● STATED TASK
Reproduce word for word the part of the microplastics article that begins at the words "Tracking the Spread" and stops after "deeper into it.".

● PASSAGE SHOWN
Tracking the Spread of Microplastics Polluting the Massachusetts Coast
A loss of balance, the thick sound of slurping and burbling. Gabe Calistro was sinking into the mud. What had seemed idyllic moments before—standing in gently lapping water on an empty estuary, the sun rising from the ocean, the moon dipping into the land—had become a little frightening. His feet were no longer planted on a muddy bank; they were plunging deeper and deeper into it.
Calistro (’21, CAS’23, Pardee’23) was on the shoreline for a new research project that aims to track the spread of microplastics along the Massachusetts coast. For much of the fall, he spent misty mornings and dusky evenings pulling samples from estuaries, mudflats, rivers, and salt marshes to measure the density of the tiny bits of plastic—all under 5 millimeters—in areas north and south of Boston.
But on his first trip, his boot got stuck, mud oozing up to his knee. After a few frantic pulls, he managed to free his foot, and his boot. “It was funny afterwards,” Calistro says.

[Point labeling dataset excerpts]
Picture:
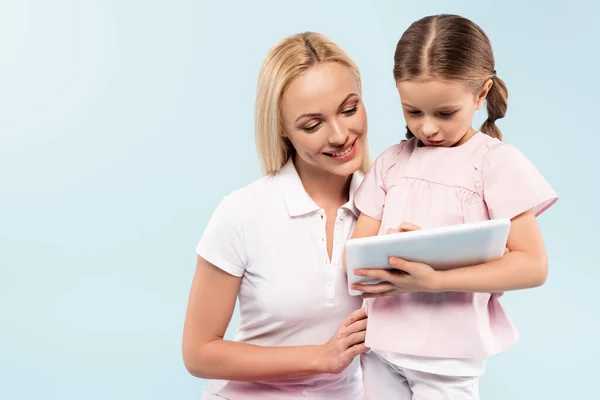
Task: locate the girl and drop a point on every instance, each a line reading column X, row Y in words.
column 430, row 331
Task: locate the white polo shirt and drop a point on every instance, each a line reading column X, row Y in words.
column 272, row 235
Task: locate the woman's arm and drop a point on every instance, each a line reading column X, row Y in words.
column 207, row 355
column 525, row 266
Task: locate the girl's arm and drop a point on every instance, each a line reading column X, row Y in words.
column 526, row 265
column 207, row 355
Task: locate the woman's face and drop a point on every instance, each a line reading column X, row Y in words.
column 325, row 119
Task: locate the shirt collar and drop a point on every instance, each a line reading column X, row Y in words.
column 298, row 202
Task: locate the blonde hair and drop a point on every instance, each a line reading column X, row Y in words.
column 284, row 62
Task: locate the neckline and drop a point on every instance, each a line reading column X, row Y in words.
column 468, row 143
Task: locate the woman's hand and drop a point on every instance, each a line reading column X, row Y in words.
column 406, row 277
column 347, row 342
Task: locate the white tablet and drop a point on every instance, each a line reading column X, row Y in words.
column 441, row 248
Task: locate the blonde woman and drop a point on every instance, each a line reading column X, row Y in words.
column 277, row 244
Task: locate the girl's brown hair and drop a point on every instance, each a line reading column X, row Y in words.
column 452, row 47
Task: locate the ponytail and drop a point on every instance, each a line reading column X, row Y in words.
column 497, row 103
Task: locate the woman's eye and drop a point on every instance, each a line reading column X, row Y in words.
column 311, row 128
column 350, row 111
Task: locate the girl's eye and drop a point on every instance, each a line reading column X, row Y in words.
column 350, row 111
column 311, row 128
column 447, row 113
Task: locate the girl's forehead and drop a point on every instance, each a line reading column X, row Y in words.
column 432, row 93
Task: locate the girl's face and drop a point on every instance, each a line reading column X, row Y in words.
column 440, row 112
column 325, row 119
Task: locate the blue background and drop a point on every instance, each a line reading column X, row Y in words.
column 123, row 123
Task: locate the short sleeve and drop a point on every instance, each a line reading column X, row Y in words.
column 370, row 196
column 222, row 243
column 512, row 184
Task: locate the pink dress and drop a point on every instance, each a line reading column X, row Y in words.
column 439, row 186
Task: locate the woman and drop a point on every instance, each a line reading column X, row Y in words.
column 277, row 244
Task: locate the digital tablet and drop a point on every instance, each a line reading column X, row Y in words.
column 442, row 248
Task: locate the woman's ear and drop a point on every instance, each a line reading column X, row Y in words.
column 483, row 94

● WORKED SOLUTION
Tracking the Spread of Microplastics Polluting the Massachusetts Coast
A loss of balance, the thick sound of slurping and burbling. Gabe Calistro was sinking into the mud. What had seemed idyllic moments before—standing in gently lapping water on an empty estuary, the sun rising from the ocean, the moon dipping into the land—had become a little frightening. His feet were no longer planted on a muddy bank; they were plunging deeper and deeper into it.